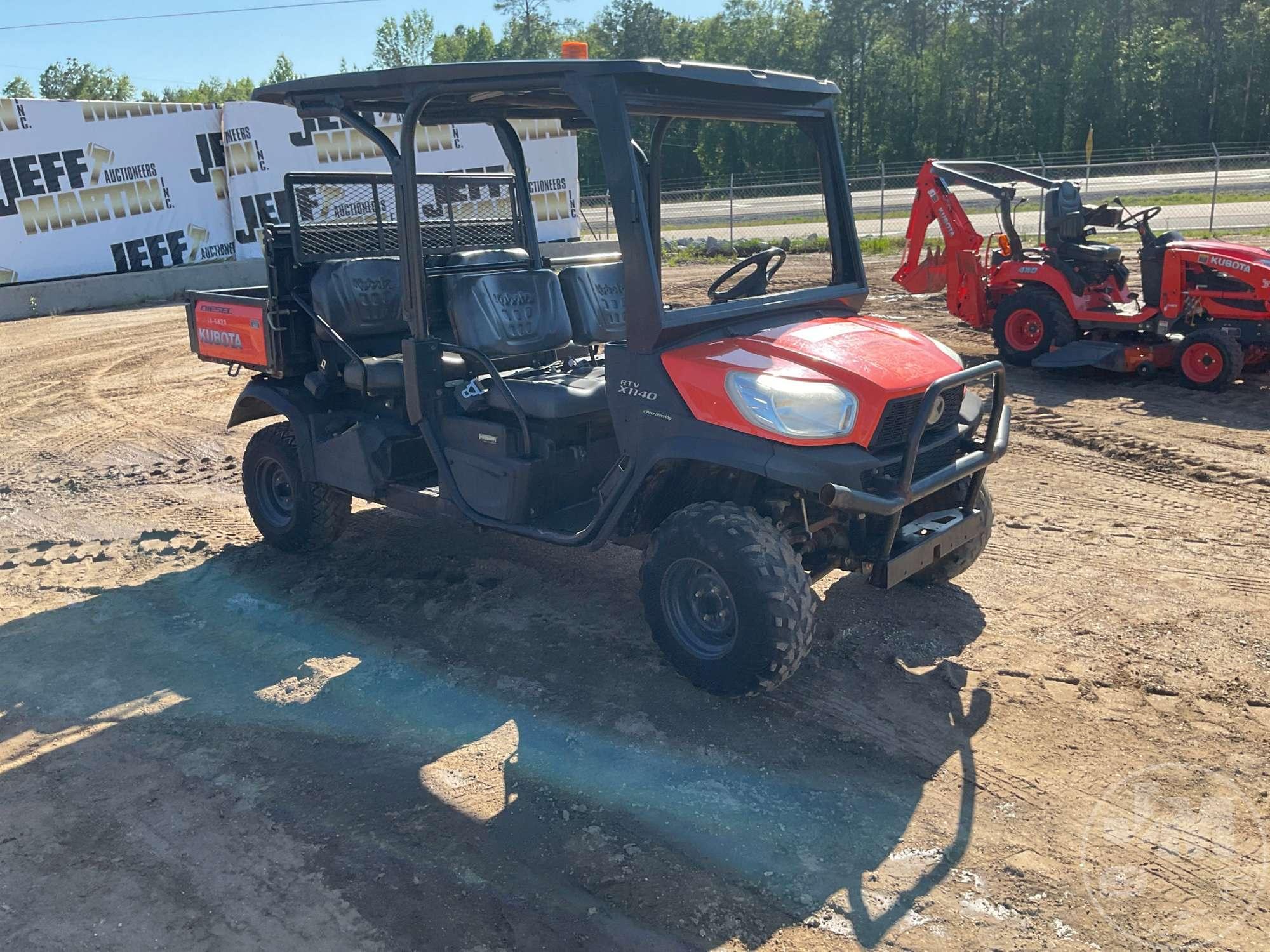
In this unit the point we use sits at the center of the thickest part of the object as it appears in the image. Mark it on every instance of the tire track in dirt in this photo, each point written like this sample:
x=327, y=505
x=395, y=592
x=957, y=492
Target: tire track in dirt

□ □ □

_Problem to solve_
Rewrite these lines with every "tire track" changed to "wheel rut" and nothing else altered. Leave the pictures out.

_Finished task_
In this unit the point we use sits at the center of the thickest part of the object as it appears in the image. Mark it on every instance of the wheel rut in dirt in this photo, each point written like this sample:
x=327, y=505
x=395, y=592
x=957, y=492
Target: wheel rut in dirt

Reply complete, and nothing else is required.